#### To do
a – From the electrochemistry text, list every metal whose standard electrode potential appears under Question 2.1, each with its value.
b – According to the electrochemistry text, why does Mg come first in the order of displacement for Question 2.1? Answer in one to three sentences.
c – Carry on the electrochemistry text from its final sentence.
--- Source text ---
Chapter 2 Electrochemistry – NCERT Class 12 Chemistry

Question 2.1

Arrange the following metals in the order in which they displace each other from the solution of their salts: Al, Cu, Fe, Mg and Zn.

Analysis

A metal with a lower (more negative) standard reduction potential can displace a metal with a higher reduction potential from its salt solution. This follows the Electrochemical Series.

Standard Electrode Potentials ($E^\circ$):

Mg: -2.37 V
Al: -1.66 V
Zn: -0.76 V
Fe: -0.44 V
Cu: +0.34 V

Order of Displacement: Mg > Al > Zn > Fe > Cu

Question 2.2

Given standard electrode potentials: $K^+/K = -2.93V$, $Ag^+/Ag = 0.80V$, $Hg^{2+}/Hg = 0.79V$, $Mg^{2+}/Mg = -2.37V$, $Cr^{3+}/Cr = -0.74V$. Arrange in increasing order of reducing power.
--- Supplied entries ---
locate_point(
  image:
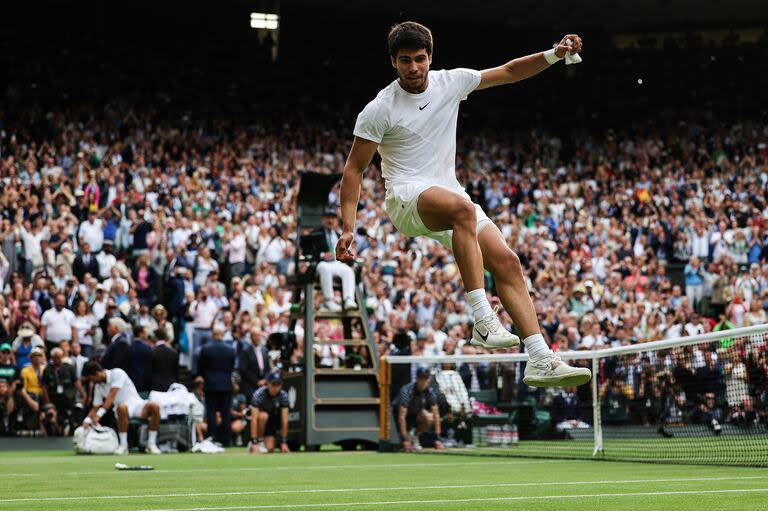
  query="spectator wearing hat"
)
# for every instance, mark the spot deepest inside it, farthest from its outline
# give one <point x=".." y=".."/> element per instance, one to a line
<point x="8" y="371"/>
<point x="25" y="342"/>
<point x="71" y="292"/>
<point x="140" y="359"/>
<point x="85" y="263"/>
<point x="115" y="283"/>
<point x="329" y="268"/>
<point x="66" y="258"/>
<point x="7" y="408"/>
<point x="77" y="358"/>
<point x="92" y="232"/>
<point x="165" y="362"/>
<point x="234" y="247"/>
<point x="203" y="311"/>
<point x="215" y="365"/>
<point x="254" y="363"/>
<point x="160" y="316"/>
<point x="269" y="410"/>
<point x="106" y="260"/>
<point x="175" y="299"/>
<point x="58" y="324"/>
<point x="24" y="311"/>
<point x="86" y="325"/>
<point x="417" y="410"/>
<point x="60" y="387"/>
<point x="31" y="391"/>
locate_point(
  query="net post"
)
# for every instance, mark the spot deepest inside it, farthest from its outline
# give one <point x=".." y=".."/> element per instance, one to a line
<point x="385" y="380"/>
<point x="598" y="427"/>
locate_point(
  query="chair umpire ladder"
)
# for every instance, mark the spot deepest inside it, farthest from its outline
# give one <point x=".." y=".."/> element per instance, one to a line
<point x="341" y="405"/>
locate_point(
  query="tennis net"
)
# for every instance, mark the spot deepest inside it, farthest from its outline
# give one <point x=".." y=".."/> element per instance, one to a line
<point x="700" y="399"/>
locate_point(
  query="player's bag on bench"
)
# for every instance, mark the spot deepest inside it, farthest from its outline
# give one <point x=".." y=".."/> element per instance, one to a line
<point x="95" y="440"/>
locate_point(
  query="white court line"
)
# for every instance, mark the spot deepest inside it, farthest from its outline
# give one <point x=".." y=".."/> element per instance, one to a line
<point x="391" y="488"/>
<point x="300" y="467"/>
<point x="453" y="501"/>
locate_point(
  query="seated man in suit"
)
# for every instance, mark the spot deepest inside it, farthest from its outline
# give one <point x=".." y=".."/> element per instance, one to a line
<point x="269" y="415"/>
<point x="165" y="363"/>
<point x="329" y="268"/>
<point x="254" y="361"/>
<point x="217" y="361"/>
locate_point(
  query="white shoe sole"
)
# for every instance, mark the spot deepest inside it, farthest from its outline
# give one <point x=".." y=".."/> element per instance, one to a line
<point x="578" y="377"/>
<point x="479" y="342"/>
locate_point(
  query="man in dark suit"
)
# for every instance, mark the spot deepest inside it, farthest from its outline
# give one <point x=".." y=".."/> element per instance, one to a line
<point x="118" y="351"/>
<point x="173" y="295"/>
<point x="85" y="263"/>
<point x="254" y="364"/>
<point x="329" y="268"/>
<point x="140" y="359"/>
<point x="217" y="361"/>
<point x="165" y="363"/>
---
#### Task-by-task outputs
a –
Mg: -2.37 V
Al: -1.66 V
Zn: -0.76 V
Fe: -0.44 V
Cu: +0.34 V

b – A metal with a lower, more negative standard reduction potential can displace a metal with a higher reduction potential from its salt solution. Of the five metals, Mg has the most negative potential (-2.37 V), so it can displace all the others.

c –
Concept

Reducing power is the ability to lose electrons (get oxidized). A metal with a lower reduction potential has a higher tendency to oxidize, thus a higher reducing power.

Order of $E^\circ$ (Low to High):

K (-2.93 V) < Mg (-2.37 V) < Cr (-0.74 V) < Hg (0.79 V) < Ag (0.80 V)

Reducing Power: Ag < Hg < Cr < Mg < K

Question 2.3

Depict the galvanic cell in which the reaction $Zn(s) + 2Ag^+(aq) \to Zn^{2+}(aq) + 2Ag(s)$ takes place. Further show: (i) Negatively charged electrode, (ii) Current carriers, (iii) Reaction at each electrode.

Cell Representation

$Zn(s) | Zn^{2+}(aq) || Ag^+(aq) | Ag(s)$

Answers

(i) Negatively charged electrode: The Anode (Zinc electrode) is negative.

(ii) Carriers of current: Electrons flow from Anode (Zn) to Cathode (Ag) in the external circuit. Ions flow in the internal circuit.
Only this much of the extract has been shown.